Task goal
Starting with the line that holds "Target: purple circle on sign", repeat each line through the last one below, exactly. Pictures stay out.

** Begin Material to process **

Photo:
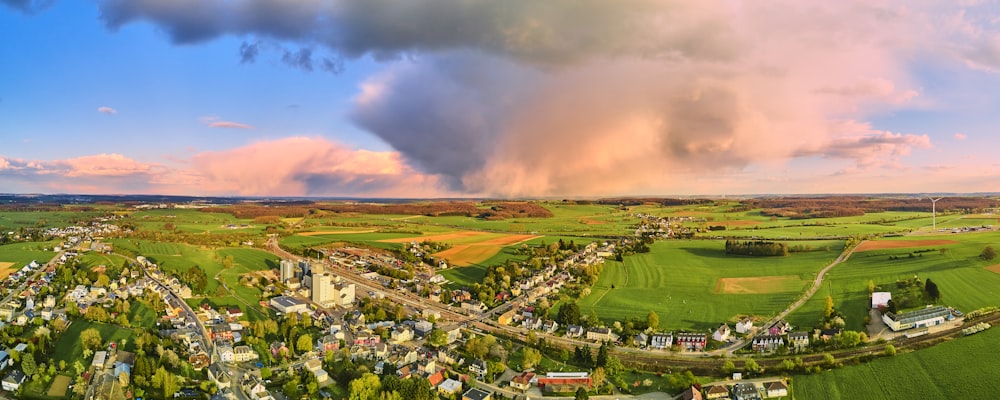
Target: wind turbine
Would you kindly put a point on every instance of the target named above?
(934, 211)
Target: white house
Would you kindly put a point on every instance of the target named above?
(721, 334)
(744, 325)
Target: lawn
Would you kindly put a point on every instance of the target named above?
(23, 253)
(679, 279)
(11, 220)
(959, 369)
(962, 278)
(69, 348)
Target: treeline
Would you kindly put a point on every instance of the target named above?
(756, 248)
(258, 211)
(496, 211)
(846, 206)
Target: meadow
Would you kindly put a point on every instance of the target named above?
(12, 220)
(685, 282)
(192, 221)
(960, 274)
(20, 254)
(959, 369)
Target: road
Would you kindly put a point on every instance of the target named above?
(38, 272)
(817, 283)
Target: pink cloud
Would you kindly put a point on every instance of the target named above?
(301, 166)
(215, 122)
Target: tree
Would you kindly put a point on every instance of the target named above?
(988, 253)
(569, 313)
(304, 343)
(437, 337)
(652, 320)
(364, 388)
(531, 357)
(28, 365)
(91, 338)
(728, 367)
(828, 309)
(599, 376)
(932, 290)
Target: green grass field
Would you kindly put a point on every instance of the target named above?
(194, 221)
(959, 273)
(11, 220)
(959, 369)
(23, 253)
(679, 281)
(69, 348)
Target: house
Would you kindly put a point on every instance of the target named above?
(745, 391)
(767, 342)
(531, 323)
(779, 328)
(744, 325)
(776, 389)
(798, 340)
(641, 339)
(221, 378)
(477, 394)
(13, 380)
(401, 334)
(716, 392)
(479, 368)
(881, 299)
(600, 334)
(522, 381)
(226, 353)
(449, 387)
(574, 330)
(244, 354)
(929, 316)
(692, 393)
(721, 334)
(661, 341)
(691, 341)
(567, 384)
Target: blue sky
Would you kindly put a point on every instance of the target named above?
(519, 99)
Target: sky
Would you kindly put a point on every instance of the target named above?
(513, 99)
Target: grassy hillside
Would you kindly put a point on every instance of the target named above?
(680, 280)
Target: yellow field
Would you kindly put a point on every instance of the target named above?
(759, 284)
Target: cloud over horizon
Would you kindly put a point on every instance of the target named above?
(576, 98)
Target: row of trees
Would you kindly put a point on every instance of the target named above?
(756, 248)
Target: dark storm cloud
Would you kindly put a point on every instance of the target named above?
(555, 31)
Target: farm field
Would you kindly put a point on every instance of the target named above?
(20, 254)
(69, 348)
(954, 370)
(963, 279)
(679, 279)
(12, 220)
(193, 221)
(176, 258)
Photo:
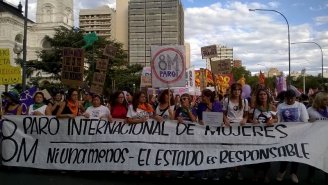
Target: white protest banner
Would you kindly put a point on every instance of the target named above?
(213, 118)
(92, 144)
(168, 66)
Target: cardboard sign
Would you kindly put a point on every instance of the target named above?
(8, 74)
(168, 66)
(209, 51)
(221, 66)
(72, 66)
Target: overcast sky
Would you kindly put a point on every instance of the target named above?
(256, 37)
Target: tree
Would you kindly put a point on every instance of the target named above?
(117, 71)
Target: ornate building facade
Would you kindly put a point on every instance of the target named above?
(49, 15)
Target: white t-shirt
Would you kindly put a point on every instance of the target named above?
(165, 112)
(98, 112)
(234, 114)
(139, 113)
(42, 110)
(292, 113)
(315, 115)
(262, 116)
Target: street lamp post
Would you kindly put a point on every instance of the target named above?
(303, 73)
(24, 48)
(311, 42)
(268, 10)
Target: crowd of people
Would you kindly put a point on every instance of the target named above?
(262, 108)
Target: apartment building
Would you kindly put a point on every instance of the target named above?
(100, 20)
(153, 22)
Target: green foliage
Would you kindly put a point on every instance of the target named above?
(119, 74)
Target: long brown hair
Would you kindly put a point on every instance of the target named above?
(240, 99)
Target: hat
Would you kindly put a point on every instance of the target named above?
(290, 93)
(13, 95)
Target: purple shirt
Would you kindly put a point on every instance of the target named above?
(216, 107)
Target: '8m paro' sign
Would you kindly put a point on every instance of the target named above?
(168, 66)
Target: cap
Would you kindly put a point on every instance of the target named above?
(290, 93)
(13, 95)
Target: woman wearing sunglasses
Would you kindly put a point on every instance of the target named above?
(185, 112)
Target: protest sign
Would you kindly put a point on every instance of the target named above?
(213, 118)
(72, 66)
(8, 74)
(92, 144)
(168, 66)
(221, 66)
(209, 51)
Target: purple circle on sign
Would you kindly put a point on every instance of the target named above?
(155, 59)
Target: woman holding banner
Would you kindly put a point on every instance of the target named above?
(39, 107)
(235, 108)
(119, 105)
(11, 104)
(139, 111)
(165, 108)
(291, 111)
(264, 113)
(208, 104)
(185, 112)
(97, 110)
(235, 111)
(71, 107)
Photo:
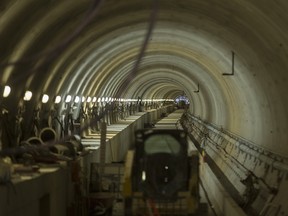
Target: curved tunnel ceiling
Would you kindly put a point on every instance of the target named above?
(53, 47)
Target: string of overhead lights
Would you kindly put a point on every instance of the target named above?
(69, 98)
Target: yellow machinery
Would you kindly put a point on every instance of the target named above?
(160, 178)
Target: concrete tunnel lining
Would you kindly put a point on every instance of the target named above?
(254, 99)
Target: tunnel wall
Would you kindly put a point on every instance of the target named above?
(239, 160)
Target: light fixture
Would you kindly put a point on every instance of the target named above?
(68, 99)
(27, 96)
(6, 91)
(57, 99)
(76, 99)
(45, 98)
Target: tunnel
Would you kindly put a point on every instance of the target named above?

** End Material to process **

Response
Target: purple circle on sign
Would you kindly put a point on every instance of the target named above?
(155, 59)
Target: woman holding banner
Would you kindly put a point on every instance of the target named above?
(39, 107)
(235, 108)
(119, 105)
(11, 104)
(139, 111)
(165, 108)
(291, 111)
(264, 113)
(208, 104)
(185, 112)
(97, 110)
(235, 111)
(71, 107)
Photo:
Target: curved tunnel ceiling
Would you kindly put a point on every instance of the target named above?
(53, 47)
Target: string of overhead lights
Would you kindly put a point on every instance of the target named above?
(69, 98)
Target: yellow machinery
Would you kindly put a point on every instance of the target named above?
(160, 178)
Target: concrete tunnel lining
Would you kindly put a point on every instance of the target named above?
(254, 99)
Target: tunnel wall
Would you kindly put a point on every instance of the target named above?
(239, 160)
Target: light fixture
Would you kindly put a point on every instance of the target named above?
(68, 99)
(27, 96)
(6, 91)
(57, 99)
(76, 99)
(45, 98)
Target: tunnel
Would you kindly put a point on every instance of the target named above?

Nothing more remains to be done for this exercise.